INSTRUCTION
Restate the listing that follows word for word, without its pictures.

Start of EXCERPTED RECORDS

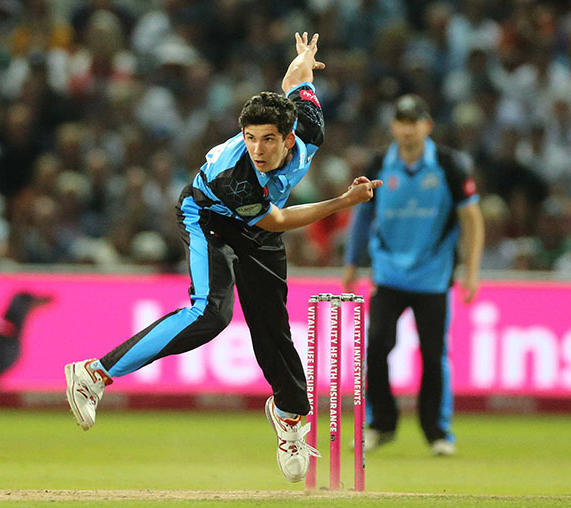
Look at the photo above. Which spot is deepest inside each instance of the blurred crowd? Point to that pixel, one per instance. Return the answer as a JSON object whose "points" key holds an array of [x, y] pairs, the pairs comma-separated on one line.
{"points": [[107, 109]]}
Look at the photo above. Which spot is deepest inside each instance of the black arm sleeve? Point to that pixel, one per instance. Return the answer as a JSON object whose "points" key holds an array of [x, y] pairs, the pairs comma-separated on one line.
{"points": [[458, 168], [310, 124]]}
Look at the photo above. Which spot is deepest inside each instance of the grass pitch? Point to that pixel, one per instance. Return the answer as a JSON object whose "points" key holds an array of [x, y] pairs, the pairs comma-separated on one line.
{"points": [[219, 459]]}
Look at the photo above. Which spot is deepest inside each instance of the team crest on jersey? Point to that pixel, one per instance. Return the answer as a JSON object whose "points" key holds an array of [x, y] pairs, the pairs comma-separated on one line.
{"points": [[430, 181], [249, 210], [308, 95], [393, 182]]}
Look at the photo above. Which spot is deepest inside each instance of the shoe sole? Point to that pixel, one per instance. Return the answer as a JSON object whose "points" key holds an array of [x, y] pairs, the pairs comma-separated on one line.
{"points": [[271, 420], [70, 377]]}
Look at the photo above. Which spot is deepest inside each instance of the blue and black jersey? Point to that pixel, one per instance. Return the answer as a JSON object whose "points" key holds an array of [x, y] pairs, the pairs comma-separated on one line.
{"points": [[228, 183], [411, 225]]}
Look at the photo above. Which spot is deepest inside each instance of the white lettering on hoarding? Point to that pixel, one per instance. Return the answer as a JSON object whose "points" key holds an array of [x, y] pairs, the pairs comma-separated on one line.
{"points": [[402, 369], [516, 357], [483, 345], [539, 345]]}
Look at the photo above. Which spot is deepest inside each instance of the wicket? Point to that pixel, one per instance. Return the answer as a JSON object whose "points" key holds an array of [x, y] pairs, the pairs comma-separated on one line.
{"points": [[335, 386]]}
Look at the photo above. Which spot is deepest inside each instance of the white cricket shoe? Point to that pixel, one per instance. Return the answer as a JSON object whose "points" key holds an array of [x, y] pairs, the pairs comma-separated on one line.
{"points": [[293, 452], [443, 448], [85, 388]]}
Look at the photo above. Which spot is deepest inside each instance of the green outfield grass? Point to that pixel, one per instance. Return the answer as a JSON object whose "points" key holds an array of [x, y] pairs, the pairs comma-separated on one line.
{"points": [[512, 460]]}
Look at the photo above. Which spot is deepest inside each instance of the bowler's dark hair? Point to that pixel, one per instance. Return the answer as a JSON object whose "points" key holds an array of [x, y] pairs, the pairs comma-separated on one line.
{"points": [[269, 108]]}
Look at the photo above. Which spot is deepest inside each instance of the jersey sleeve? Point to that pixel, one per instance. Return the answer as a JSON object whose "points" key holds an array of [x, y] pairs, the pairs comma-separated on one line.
{"points": [[310, 125]]}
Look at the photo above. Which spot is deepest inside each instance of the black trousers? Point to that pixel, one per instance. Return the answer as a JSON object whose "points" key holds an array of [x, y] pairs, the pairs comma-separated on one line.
{"points": [[223, 253], [435, 401]]}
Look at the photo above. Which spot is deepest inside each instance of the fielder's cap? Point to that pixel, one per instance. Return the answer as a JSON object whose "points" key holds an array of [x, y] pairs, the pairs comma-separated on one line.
{"points": [[411, 107]]}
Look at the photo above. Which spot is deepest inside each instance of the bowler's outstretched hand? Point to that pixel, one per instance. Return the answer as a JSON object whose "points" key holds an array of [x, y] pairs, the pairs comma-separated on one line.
{"points": [[303, 44], [361, 189]]}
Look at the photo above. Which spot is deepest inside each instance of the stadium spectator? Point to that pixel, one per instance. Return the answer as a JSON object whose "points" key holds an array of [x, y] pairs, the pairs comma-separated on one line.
{"points": [[429, 204], [484, 67]]}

End of EXCERPTED RECORDS

ANSWER IN FULL
Look at the photo above. Which spot is deepest inside each instance of the blurred crowd? Point to that pixel, one per instance. Return the answer as a JSON object whose "points" key holds an array of [x, y] pairs, the pairs comma-separated on one line.
{"points": [[107, 109]]}
Look at the photo above. Which spot is deepest inside each instance of the black arm sleeve? Point to that pixel, one per instance. Return the answer as a JSON object whose "points" key holds an array of [x, y] pairs, the pairs comma-separated on one line.
{"points": [[458, 168], [310, 124]]}
Look at the photo above. Which spot is deepest inside each instance of the grass pitch? Point to that pixel, one per instance. Return the answer as a JSON object whose "points" key holds an array of [x, y] pairs, the pairs comma-separated on one line.
{"points": [[219, 459]]}
Look at the photo above. Which spot is deepest inside each instance of the team crest on jersey? Point to that pixel, one per instance. Return the answer as a JSON object whose "points" key holds an array of [x, y] pairs, the pairs comma-separated on one line.
{"points": [[430, 181], [249, 210], [308, 95], [393, 182]]}
Look at the photo above. Which spot is deepest inside each instance of the shoe sole? Point to that pixel, one per instance. Return the answer as a JSON object whose "points" key holds an array of [x, y] pairs, the pairs comma-separated on one line.
{"points": [[271, 420], [70, 377]]}
Look at the photo above. Which spot is deepest inside each instance of the blue and black jersey? Point to that pixel, one per instance. Return the answer as a JSON object whose "points" key holds an array of [x, y] pairs, the pairs comma-separated on one line.
{"points": [[228, 183], [411, 225]]}
Look at the photo above. Which spot is deepest inside each instance of the white lettering on hoarding? Point to that pixel, one per instance. Return the answer as a JSON object whose "points" key holds an array of [x, y] pairs, the pairs comma-separated on one line.
{"points": [[402, 369], [516, 357], [483, 345], [539, 345]]}
Look at the photo above. Which spot is deepest inside each instance of the wicket? Point to that pixel, one per instance. Return the answer as a JSON object whose "points" key holds an array of [x, y] pairs, the pairs comma-separated on one line.
{"points": [[335, 386]]}
Look at the photo above. Which spot is deepest inside each instance of the white cricket shoe? Point to that pixel, one per instance. Return the answer as a JSON object whose "points" key holds an array of [x, y] pairs, the pairs comma-separated on one line.
{"points": [[293, 452], [443, 448], [85, 388]]}
Look at the photo above. Which spot is deepest inside each instance of the green outfield grass? Point to that pixel, one per instance. Return the answer as a JSON object whose "points" key holds an array of [x, y] pairs, the pairs comma-separated on one line.
{"points": [[512, 460]]}
Look at the photo above. Which spot is deepest inside each instance of the bowler's dark hair? Point to that pixel, one per instance. Return the answer as a JSON object whose "points" key holds an array of [x, y] pairs, the pairs comma-separated on one line.
{"points": [[269, 108]]}
Look at the photo above. Which spot is deepest inside each instance of the jersey sleeve? Point to that pixel, one per instance. Return the answer as a JSON object whose "points" key holds an array of [x, y] pairs, the pairs comma-separated on one line.
{"points": [[310, 125]]}
Look at the photo above. Which spot is deepest inside each instance of the black trousers? Point to that pixel, one per instance. Return the answer as a JSON object whose "points" key holds an array of [x, y] pairs, the pairs comma-separated on one line.
{"points": [[223, 253], [435, 401]]}
Look at the photo above. Which spot is deepest inside each instance of the fielder's cap? Point to that pixel, one per instance. Return the answer as a JSON object whose "points" key holds an array of [x, y] pairs, the pairs comma-separated on one line.
{"points": [[411, 107]]}
Look at the photo above. Which spot is deepest inside each instance of the bowler's outstretched hand? Point to that pixel, one per instance. Return the answer as a JSON object whose "points" key holds an array of [x, y] pairs, the pairs comma-separated on one line.
{"points": [[303, 44], [361, 189]]}
Look at the photo above. Which spot is deepest inside each instance of the stadium spectator? Point to that pixel, one per instance. Return the answer as a JSON object whose "points" key holds an array of [x, y] pairs, the pairs comma-separated on one line.
{"points": [[429, 204], [484, 67]]}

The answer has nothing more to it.